## Begin EXCERPT PROVIDED

May 18, 2015

STM ARM Cortex-M3 Bootloader

Each ARM microcontroller is built with the ARM CPU architecture, plus peripherals, that varies from each manufacturer, and this is the difference between a microcontroller from NXP to STM to Atmel and so on. The STM ARM Cortex-M3 series has a built-in bootloader, that enables write the flash through the UART connection. Here you can see how to do this.

The communication with the bootloader can be done using the STM tool called "Flash Loader Demonstrator". But there are others ways available, like command line, 3rd party tools and even python scripts! this is possible because the protocol is not proprietary, due to this, you can program your own tool if needed, for example, to update your product firmware.

## End EXCERPT PROVIDED
## Begin DATA RECORDS

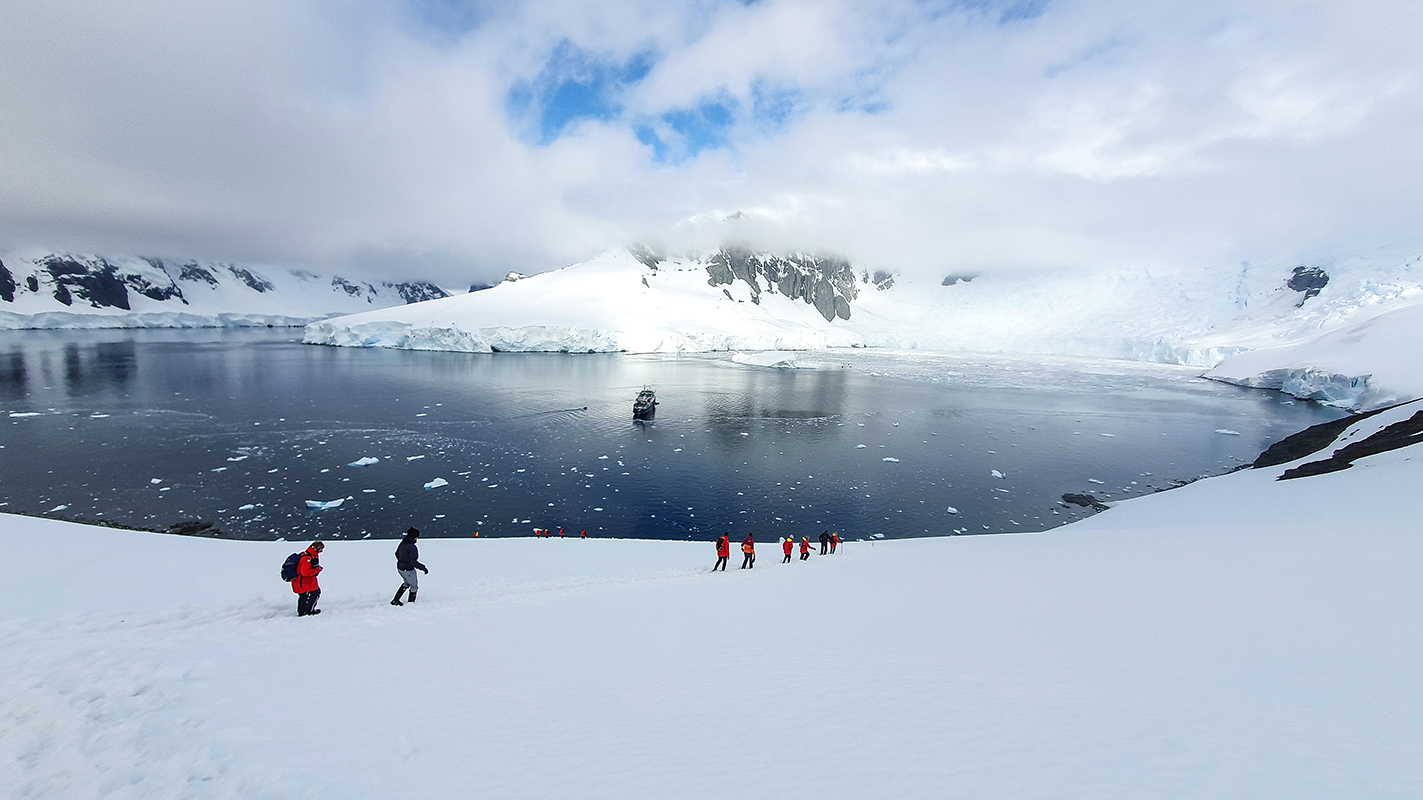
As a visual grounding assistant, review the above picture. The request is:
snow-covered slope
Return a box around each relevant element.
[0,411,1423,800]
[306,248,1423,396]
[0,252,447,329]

## End DATA RECORDS

WORK INSTRUCTIONS =>
1. Answer these from the bootloader post:
(a) Through what connection does the built-in bootloader let you write the flash?
(b) What is the STM tool for talking to the bootloader called?
(c) Why is it possible to program your own tool?
2. Write out the passage of the bootloader post between "May 18, 2015" and "to do this.", inclusive.
The lines after the text are separate material.

OUTPUTS IN ORDER =>
1.
(a) The UART connection.
(b) "Flash Loader Demonstrator".
(c) Because the protocol is not proprietary.

2.
May 18, 2015

STM ARM Cortex-M3 Bootloader

Each ARM microcontroller is built with the ARM CPU architecture, plus peripherals, that varies from each manufacturer, and this is the difference between a microcontroller from NXP to STM to Atmel and so on. The STM ARM Cortex-M3 series has a built-in bootloader, that enables write the flash through the UART connection. Here you can see how to do this.